Requirement:
Reproduce the data below word for word, beginning with the line that contains "shape point(318, 268)" and continuing through the end of the data, with both ends included. Leave the pictures out of your answer.

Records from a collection
▶

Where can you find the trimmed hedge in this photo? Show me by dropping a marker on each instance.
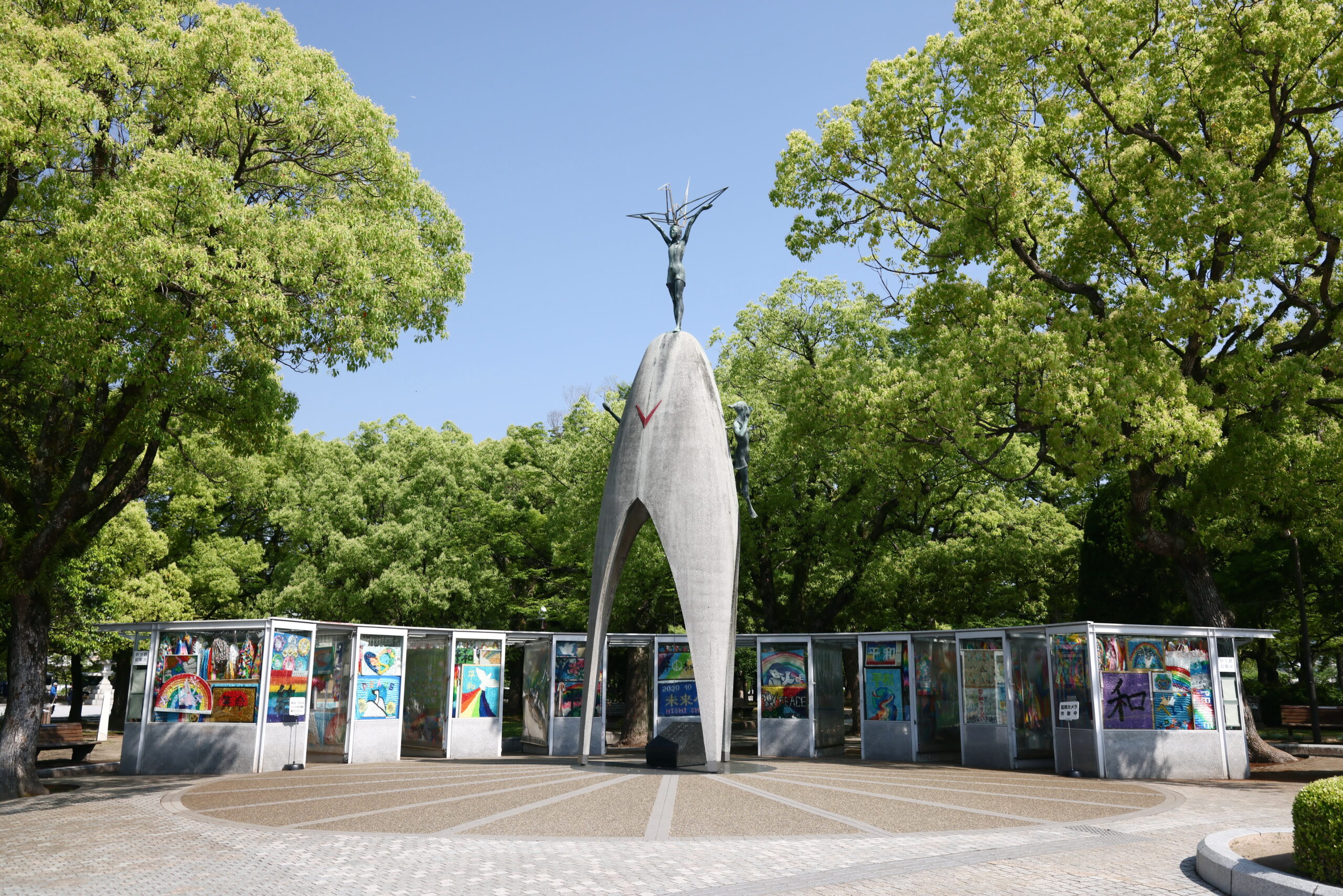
(1318, 830)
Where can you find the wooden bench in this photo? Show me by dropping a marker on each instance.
(1301, 718)
(65, 735)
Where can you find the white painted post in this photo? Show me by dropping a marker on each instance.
(104, 701)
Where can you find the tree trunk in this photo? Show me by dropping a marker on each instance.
(30, 621)
(514, 703)
(1307, 655)
(120, 687)
(853, 691)
(1197, 575)
(637, 710)
(1210, 610)
(77, 686)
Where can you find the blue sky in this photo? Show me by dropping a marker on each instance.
(545, 124)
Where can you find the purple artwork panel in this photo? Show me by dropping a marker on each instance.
(1127, 699)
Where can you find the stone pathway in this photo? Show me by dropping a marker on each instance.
(804, 828)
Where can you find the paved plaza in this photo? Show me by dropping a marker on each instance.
(538, 825)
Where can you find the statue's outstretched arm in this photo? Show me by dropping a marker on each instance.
(685, 237)
(667, 238)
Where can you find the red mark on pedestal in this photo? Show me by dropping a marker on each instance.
(645, 418)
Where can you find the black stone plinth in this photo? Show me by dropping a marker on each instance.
(681, 743)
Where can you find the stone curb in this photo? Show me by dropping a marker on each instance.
(1310, 750)
(1239, 876)
(70, 772)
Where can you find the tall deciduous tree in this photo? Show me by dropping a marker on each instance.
(188, 198)
(860, 526)
(1153, 194)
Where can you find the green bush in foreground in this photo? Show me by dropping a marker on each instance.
(1318, 836)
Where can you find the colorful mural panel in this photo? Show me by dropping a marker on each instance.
(883, 695)
(379, 655)
(378, 698)
(781, 701)
(677, 699)
(783, 665)
(236, 703)
(1071, 675)
(884, 653)
(1127, 699)
(478, 689)
(1146, 655)
(185, 692)
(675, 663)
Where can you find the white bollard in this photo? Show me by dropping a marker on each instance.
(104, 701)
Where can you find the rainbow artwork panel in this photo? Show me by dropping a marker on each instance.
(780, 701)
(1114, 653)
(783, 665)
(1146, 655)
(185, 692)
(478, 691)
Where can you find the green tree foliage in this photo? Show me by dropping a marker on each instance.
(1152, 194)
(187, 199)
(860, 526)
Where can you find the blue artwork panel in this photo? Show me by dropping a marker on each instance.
(378, 698)
(677, 699)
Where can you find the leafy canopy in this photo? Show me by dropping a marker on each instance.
(187, 199)
(1152, 194)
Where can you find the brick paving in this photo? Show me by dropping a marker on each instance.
(140, 836)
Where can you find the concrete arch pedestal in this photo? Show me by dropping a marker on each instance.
(672, 464)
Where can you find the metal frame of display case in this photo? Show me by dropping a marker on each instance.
(375, 739)
(984, 744)
(560, 727)
(349, 631)
(474, 738)
(209, 748)
(417, 640)
(1177, 753)
(1015, 708)
(1095, 750)
(915, 637)
(887, 739)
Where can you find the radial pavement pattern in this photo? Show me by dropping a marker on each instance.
(538, 797)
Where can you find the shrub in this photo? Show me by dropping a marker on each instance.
(1318, 837)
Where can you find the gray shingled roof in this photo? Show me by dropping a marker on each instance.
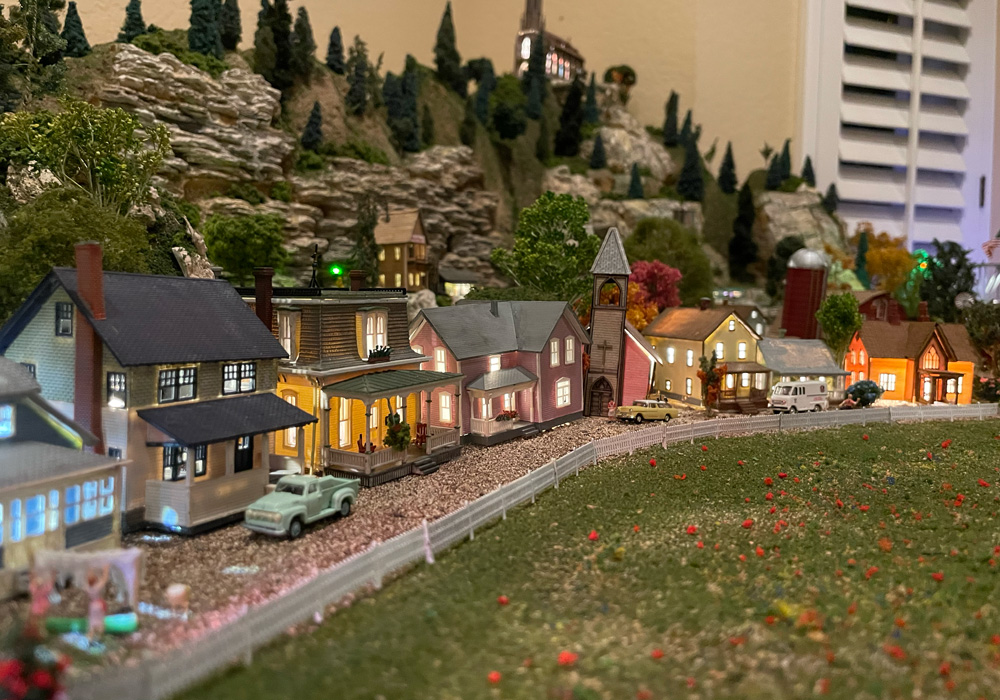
(501, 379)
(206, 422)
(611, 258)
(155, 319)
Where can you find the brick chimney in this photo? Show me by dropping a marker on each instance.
(264, 291)
(89, 349)
(922, 313)
(357, 280)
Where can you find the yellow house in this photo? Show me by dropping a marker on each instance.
(682, 336)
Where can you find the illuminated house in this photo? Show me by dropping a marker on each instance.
(562, 60)
(175, 375)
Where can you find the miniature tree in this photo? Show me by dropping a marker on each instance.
(591, 112)
(335, 52)
(312, 135)
(231, 25)
(671, 137)
(691, 184)
(303, 47)
(743, 248)
(570, 122)
(840, 319)
(808, 176)
(598, 159)
(727, 171)
(446, 56)
(203, 34)
(635, 190)
(134, 24)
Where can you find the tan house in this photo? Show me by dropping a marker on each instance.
(402, 250)
(682, 336)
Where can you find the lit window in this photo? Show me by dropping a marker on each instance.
(562, 393)
(64, 319)
(239, 378)
(116, 390)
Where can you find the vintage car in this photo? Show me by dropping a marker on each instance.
(646, 409)
(298, 501)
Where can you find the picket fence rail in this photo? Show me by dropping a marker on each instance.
(177, 670)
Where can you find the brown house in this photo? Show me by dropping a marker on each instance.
(402, 250)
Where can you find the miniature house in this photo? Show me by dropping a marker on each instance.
(175, 375)
(53, 495)
(522, 363)
(402, 252)
(350, 365)
(562, 60)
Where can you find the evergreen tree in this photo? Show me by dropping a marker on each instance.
(727, 171)
(635, 190)
(774, 179)
(591, 112)
(785, 162)
(231, 25)
(77, 45)
(446, 56)
(861, 262)
(743, 249)
(303, 47)
(312, 135)
(808, 176)
(203, 34)
(832, 200)
(134, 25)
(691, 184)
(671, 137)
(598, 159)
(335, 52)
(570, 122)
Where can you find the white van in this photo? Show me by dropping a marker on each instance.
(792, 397)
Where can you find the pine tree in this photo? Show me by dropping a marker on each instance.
(727, 171)
(77, 45)
(203, 34)
(774, 178)
(570, 122)
(691, 184)
(635, 190)
(670, 135)
(598, 159)
(446, 56)
(312, 135)
(808, 176)
(134, 25)
(335, 52)
(231, 25)
(743, 248)
(303, 47)
(591, 112)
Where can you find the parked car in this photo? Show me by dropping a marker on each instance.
(792, 397)
(646, 409)
(298, 501)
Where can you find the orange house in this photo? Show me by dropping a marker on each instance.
(918, 361)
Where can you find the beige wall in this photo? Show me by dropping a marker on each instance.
(735, 62)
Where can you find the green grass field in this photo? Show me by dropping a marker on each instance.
(866, 571)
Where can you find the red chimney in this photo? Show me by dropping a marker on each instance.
(89, 348)
(264, 292)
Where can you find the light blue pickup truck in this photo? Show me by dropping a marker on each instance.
(298, 501)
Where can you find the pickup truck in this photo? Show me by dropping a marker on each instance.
(298, 501)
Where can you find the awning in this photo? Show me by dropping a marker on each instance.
(220, 420)
(395, 382)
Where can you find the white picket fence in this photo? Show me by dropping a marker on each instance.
(180, 669)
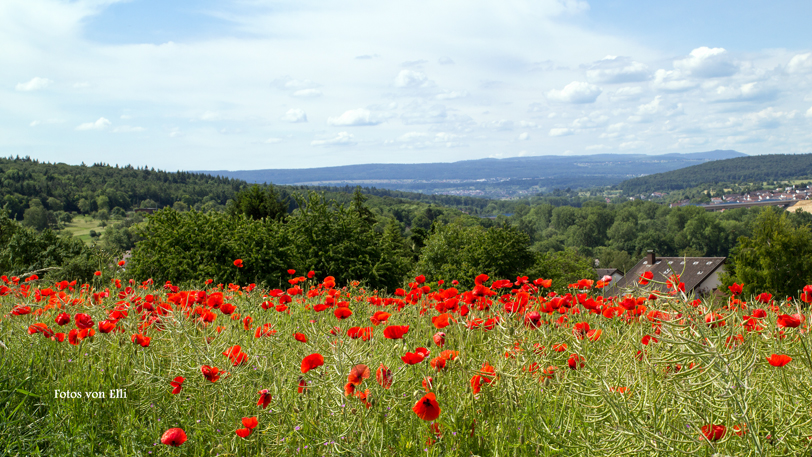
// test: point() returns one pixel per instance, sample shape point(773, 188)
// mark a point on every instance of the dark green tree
point(774, 259)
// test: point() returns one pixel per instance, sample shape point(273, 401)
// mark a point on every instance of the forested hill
point(565, 171)
point(772, 167)
point(85, 189)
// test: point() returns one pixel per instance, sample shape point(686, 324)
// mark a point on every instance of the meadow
point(507, 368)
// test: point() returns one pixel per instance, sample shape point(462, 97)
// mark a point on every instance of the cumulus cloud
point(617, 70)
point(412, 79)
point(307, 93)
point(707, 62)
point(342, 139)
point(451, 94)
point(576, 92)
point(647, 111)
point(561, 132)
point(128, 129)
point(354, 117)
point(100, 124)
point(744, 92)
point(295, 115)
point(35, 84)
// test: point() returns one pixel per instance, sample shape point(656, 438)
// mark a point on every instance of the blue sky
point(249, 84)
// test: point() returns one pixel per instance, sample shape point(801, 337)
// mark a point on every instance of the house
point(700, 274)
point(614, 273)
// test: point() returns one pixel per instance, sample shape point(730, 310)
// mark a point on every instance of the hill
point(763, 168)
point(493, 178)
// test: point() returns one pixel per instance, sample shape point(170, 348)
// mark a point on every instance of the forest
point(383, 236)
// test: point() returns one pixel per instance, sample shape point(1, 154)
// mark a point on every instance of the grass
point(81, 226)
point(620, 402)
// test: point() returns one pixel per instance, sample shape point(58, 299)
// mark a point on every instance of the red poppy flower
point(141, 340)
point(177, 384)
point(83, 321)
point(107, 326)
point(714, 432)
point(379, 317)
point(358, 374)
point(412, 358)
point(63, 318)
point(227, 308)
point(312, 361)
point(575, 361)
point(173, 437)
point(439, 339)
point(648, 339)
point(264, 398)
point(250, 423)
point(779, 360)
point(210, 373)
point(790, 321)
point(384, 376)
point(395, 332)
point(735, 289)
point(427, 407)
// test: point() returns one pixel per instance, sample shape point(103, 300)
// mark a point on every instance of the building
point(700, 274)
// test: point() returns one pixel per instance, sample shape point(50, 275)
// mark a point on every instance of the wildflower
point(713, 432)
point(779, 360)
point(173, 437)
point(427, 407)
point(250, 423)
point(177, 384)
point(264, 398)
point(312, 361)
point(210, 373)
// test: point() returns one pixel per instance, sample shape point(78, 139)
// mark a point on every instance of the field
point(504, 369)
point(81, 226)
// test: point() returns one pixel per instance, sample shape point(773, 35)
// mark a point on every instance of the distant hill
point(772, 167)
point(487, 177)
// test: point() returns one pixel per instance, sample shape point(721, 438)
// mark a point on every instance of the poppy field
point(119, 367)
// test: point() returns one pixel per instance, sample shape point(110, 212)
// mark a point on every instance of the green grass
point(572, 412)
point(81, 226)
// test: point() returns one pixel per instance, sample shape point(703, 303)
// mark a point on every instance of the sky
point(255, 84)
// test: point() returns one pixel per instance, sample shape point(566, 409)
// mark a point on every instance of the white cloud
point(307, 93)
point(800, 63)
point(35, 84)
point(561, 132)
point(295, 115)
point(100, 124)
point(576, 92)
point(412, 79)
point(354, 117)
point(342, 139)
point(672, 81)
point(128, 129)
point(616, 70)
point(707, 62)
point(452, 94)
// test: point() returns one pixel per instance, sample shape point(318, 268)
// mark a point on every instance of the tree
point(257, 204)
point(774, 259)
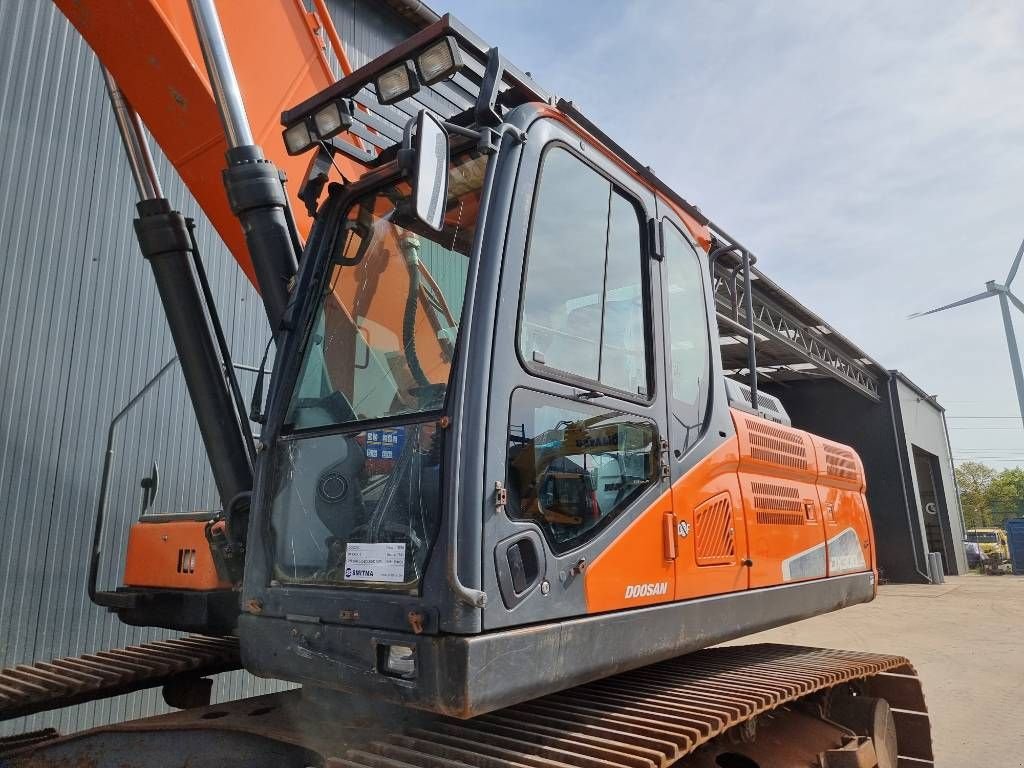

◀

Task result:
// test: point() returns one pixel per instance, sample shape point(318, 268)
// mark a point on every instance of the tree
point(257, 204)
point(774, 259)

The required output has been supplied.